◆ **Challenge**:
Quote every one of the records below word for word, keeping each line as it stands, from the first through the last. Leave the pictures out of your answer.
::: Data for this exercise :::
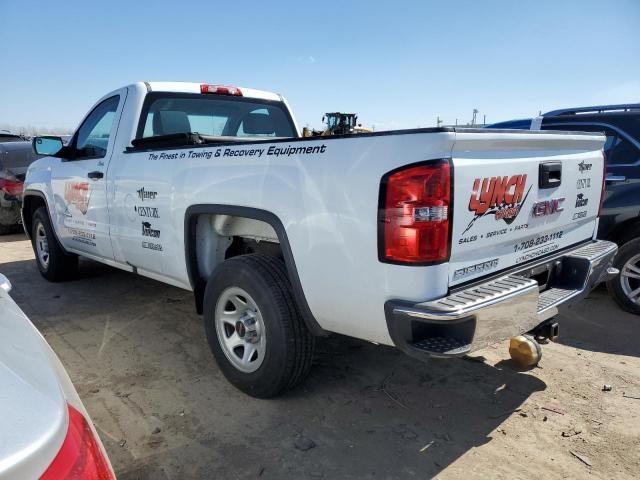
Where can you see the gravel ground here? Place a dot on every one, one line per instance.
(137, 353)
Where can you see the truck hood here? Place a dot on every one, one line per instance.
(33, 411)
(16, 157)
(520, 197)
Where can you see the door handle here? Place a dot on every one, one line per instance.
(615, 178)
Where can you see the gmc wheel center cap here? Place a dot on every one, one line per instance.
(241, 329)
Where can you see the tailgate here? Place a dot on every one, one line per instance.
(520, 196)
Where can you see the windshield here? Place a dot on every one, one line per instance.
(214, 115)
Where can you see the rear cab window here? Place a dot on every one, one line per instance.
(166, 113)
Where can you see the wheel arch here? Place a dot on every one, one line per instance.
(191, 257)
(31, 201)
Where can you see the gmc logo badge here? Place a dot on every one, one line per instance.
(548, 207)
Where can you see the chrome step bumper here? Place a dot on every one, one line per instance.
(498, 309)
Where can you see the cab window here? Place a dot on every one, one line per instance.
(213, 115)
(93, 135)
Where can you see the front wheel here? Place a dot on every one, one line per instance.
(53, 262)
(254, 329)
(625, 288)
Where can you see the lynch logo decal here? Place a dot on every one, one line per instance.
(146, 195)
(151, 212)
(147, 231)
(502, 197)
(77, 193)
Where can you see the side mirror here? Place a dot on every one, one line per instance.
(5, 284)
(47, 145)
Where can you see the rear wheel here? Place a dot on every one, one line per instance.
(253, 327)
(54, 264)
(625, 288)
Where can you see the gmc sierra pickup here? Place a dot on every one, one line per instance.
(425, 239)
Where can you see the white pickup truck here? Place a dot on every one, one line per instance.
(438, 241)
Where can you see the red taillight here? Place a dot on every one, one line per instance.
(416, 213)
(220, 90)
(11, 187)
(604, 182)
(80, 457)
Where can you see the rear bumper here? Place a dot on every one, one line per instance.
(498, 309)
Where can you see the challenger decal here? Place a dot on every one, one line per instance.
(502, 197)
(78, 194)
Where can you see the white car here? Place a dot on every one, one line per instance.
(45, 431)
(437, 241)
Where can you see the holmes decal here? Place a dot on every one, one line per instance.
(77, 193)
(502, 197)
(147, 231)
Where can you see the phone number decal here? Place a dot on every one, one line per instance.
(537, 241)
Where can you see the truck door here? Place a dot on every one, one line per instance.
(79, 186)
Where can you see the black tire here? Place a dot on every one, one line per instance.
(615, 285)
(289, 344)
(60, 265)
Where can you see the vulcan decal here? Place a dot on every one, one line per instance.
(502, 197)
(77, 193)
(584, 167)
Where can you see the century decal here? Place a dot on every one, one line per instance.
(147, 231)
(146, 195)
(584, 167)
(502, 197)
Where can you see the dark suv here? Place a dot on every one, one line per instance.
(620, 218)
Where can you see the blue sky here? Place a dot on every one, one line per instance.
(398, 64)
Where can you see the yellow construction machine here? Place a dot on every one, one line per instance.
(338, 123)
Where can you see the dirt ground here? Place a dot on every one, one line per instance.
(137, 353)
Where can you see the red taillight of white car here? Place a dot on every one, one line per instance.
(221, 90)
(415, 213)
(11, 187)
(80, 457)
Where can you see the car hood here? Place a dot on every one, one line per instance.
(16, 157)
(33, 411)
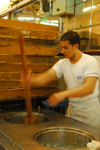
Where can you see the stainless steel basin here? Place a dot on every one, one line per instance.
(19, 118)
(63, 138)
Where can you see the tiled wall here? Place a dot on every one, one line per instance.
(98, 59)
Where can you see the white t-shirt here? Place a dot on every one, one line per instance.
(87, 108)
(74, 74)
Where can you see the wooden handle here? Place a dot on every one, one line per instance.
(28, 119)
(21, 40)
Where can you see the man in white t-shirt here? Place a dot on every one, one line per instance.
(81, 75)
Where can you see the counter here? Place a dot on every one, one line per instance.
(23, 135)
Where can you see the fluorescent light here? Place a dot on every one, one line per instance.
(25, 18)
(46, 23)
(3, 3)
(88, 8)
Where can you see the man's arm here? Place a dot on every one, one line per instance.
(86, 89)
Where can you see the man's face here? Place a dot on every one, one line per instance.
(67, 49)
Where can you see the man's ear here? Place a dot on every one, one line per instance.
(76, 46)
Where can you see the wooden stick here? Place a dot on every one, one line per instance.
(28, 119)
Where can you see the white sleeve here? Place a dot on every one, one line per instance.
(58, 69)
(92, 68)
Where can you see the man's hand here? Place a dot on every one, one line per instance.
(55, 98)
(25, 78)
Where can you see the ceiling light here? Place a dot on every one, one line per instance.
(88, 8)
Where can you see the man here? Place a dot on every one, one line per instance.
(81, 75)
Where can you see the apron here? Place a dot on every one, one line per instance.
(86, 111)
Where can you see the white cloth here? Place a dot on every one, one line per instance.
(81, 108)
(94, 145)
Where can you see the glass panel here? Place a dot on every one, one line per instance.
(84, 38)
(96, 12)
(83, 13)
(5, 17)
(37, 12)
(95, 37)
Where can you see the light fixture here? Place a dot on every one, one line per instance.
(88, 8)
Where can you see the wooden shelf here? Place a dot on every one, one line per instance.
(95, 52)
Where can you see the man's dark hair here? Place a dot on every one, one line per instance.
(71, 36)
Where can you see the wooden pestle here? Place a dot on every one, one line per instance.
(29, 119)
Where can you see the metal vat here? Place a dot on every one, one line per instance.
(63, 138)
(19, 118)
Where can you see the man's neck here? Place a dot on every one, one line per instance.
(76, 57)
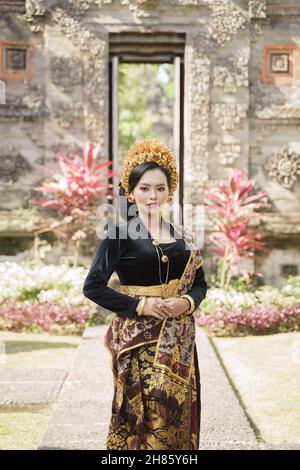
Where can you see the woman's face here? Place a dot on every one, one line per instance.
(152, 191)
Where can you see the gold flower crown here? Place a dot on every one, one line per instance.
(149, 150)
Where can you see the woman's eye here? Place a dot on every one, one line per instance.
(143, 189)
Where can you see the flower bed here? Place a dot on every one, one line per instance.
(265, 311)
(36, 298)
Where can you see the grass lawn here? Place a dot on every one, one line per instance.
(21, 426)
(266, 372)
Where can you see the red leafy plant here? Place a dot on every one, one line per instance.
(232, 211)
(260, 319)
(47, 316)
(74, 194)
:::
◆ **Task result**:
Where can you see the gravel ground here? Place a dot on every one, one line per instance.
(137, 353)
Where can you see the truck hood here? Place a dot on every one, one line per instance.
(33, 411)
(16, 157)
(520, 197)
Where can you see the door handle here? Place a dot on every one, one line per instance.
(615, 178)
Where can you see the gmc wheel center cap here? Place a dot on every one, one line per instance.
(241, 329)
Where can you see the tailgate here? Place a dot on every one, one line per instance.
(520, 196)
Where can you see the windshield here? Place a dot on every one, one line per instance.
(214, 115)
Where can you see the rear cab window here? Place a dot on every one, one line per instance.
(166, 113)
Where can you see the wheel arch here? Place a dot on every one, one line per instance.
(191, 257)
(31, 201)
Where can you see the gmc logo badge here? Place a dot on every one, one line per instance.
(548, 207)
Where can you see the chrome step bumper here? Place a dot on every one, one line per instance.
(498, 309)
Where can you see the cab window here? Place a dot on every one, one line per instance.
(213, 115)
(93, 135)
Where can you see the front wheel here? Place a dot on every one, one line per instance.
(53, 262)
(254, 329)
(625, 288)
Where can you see the lynch logo decal here? Place a dot on every one, one line per instance.
(146, 195)
(151, 212)
(147, 231)
(502, 197)
(77, 193)
Where can you see the side mirror here? Place a dot on every one, one line per instance.
(5, 284)
(47, 145)
Where can you see the rear wheel here? Place a dot on every one, one line per instance.
(253, 327)
(54, 264)
(625, 288)
Where can you see the gmc sierra pickup here? Place a dot on every one, one line per instance.
(425, 239)
Where can you see the white pickup truck here? Place a dot on every one, one line per instance.
(438, 241)
Where can you see the red taillight here? Place a dot on every one, one line per instance.
(416, 213)
(220, 90)
(11, 187)
(604, 182)
(80, 457)
Where can you see the rear bumper here? Place a dot on every one, one line per instance.
(498, 309)
Where can you see the challenger decal here? Place a dot on every one, one line per instance.
(502, 197)
(78, 194)
Where can you see the white car here? Place a dot on every one, one line per instance.
(45, 431)
(437, 241)
Where can you see the holmes decal here? Place a dot on every one, one line per instance.
(77, 193)
(502, 197)
(147, 231)
Where can you see the phone number decal here? Place a dot on every one, one line per instance.
(537, 241)
Where can you see the truck door here? Place a dot on every one, one line per instance.
(79, 186)
Where can you see the black tire here? Place a dot on every one, one line per instance.
(615, 285)
(289, 344)
(60, 265)
Where can you see the vulcan decal here? Place a dot on every one, one line per instance.
(502, 197)
(77, 193)
(584, 167)
Where can you see the century decal here? Place a dot on every one, one line per instance.
(147, 231)
(146, 195)
(584, 167)
(502, 197)
Where can you see the dark suv here? Place a dot on every one, one line per instance.
(620, 218)
Where can you see the blue sky here? Place a dot on every one, one line per instance.
(398, 64)
Where can you see the yellow construction machine here? Place a dot on every one, one line per instance.
(338, 123)
Where can you see the dirt ground here? Place a dot on every one, one line per instance.
(137, 353)
Where can you see the red taillight of white car here? Place a dot on every one, one line per instance.
(221, 90)
(415, 213)
(11, 187)
(80, 457)
Where can you see the car hood here? Place a dot on every one, one line per instance.
(16, 157)
(33, 411)
Where can you see the stainless steel basin here? Place a dot on every one, one line per instance.
(19, 118)
(63, 138)
Where can you see the tiled wall here? Place a dot on every one, one line per instance.
(98, 59)
Where can you see the white t-shirt here? Place a dot on every one, one line per instance.
(87, 108)
(74, 74)
Where can you see the wooden handle here? Place a dot on every one, one line per instance.
(28, 119)
(21, 40)
Where can you see the man in white t-shirt here? Place a dot on every one, one line per instance.
(81, 75)
Where can you see the counter here? Place a dot on every one, one line per instance.
(23, 135)
Where can you see the fluorescent light here? Place a dot on every one, one line per instance.
(25, 18)
(46, 23)
(3, 3)
(88, 8)
Where can you see the man's arm here? Place a dot on every one, one line per instance.
(86, 89)
Where can you see the man's face here? Place a dot on every one, one line per instance.
(67, 49)
Where can you see the man's ear here? Place a dot on every one, one line per instance.
(76, 46)
Where can you see the wooden stick here? Place a dot on every one, one line per instance.
(28, 119)
Where can you see the white sleeve here? Place a dot on every one, one line per instance.
(58, 69)
(92, 68)
Where can you see the man's hand here? Place a dot on every one, one line per instance.
(55, 98)
(25, 78)
Where can you see the ceiling light here? Place a dot on every one, one line per instance.
(88, 8)
Where can you see the man here? Place a dot on every one, one line per instance.
(81, 75)
Where can you see the apron here? Place a dot on every one, one line per instance.
(86, 111)
Where can you see the white cloth here? Place a dot on every one, one line per instance.
(81, 108)
(94, 145)
Where can you see the glass panel here? Place a dot on every one, one line per instance.
(84, 38)
(96, 12)
(83, 13)
(5, 17)
(37, 12)
(95, 37)
Where can you see the light fixture here? Place a dot on every one, one line per instance.
(88, 8)
Where can you see the wooden shelf here? Place a dot on every one, one line per instance.
(95, 52)
Where can you see the man's dark hair here? Place a dot on every one, one line per instance.
(71, 36)
Where can you see the wooden pestle here? Place a dot on every one, one line per instance.
(29, 119)
Where can you see the metal vat here? Place a dot on every one, one line per instance.
(63, 138)
(19, 118)
Where can you see the man's neck here? Place a dot on every one, one line per instance.
(76, 57)
Where can you see the woman's face here? Place a dot on every one, one line per instance.
(152, 191)
Where can you see the gold flower crown here? Place a dot on every one, one line per instance.
(149, 150)
Where can you see the woman's eye here? Place a dot on every one, one line per instance.
(143, 189)
Where can you see the flower bed here? Place a dot on every one, one line per instance.
(265, 311)
(36, 298)
Where can you see the grass lawn here? Place a dot on every one, one line per instance.
(21, 426)
(266, 372)
Where can you see the red leafy plant here? Place a dot on every one, one line per instance.
(232, 211)
(260, 319)
(47, 316)
(74, 194)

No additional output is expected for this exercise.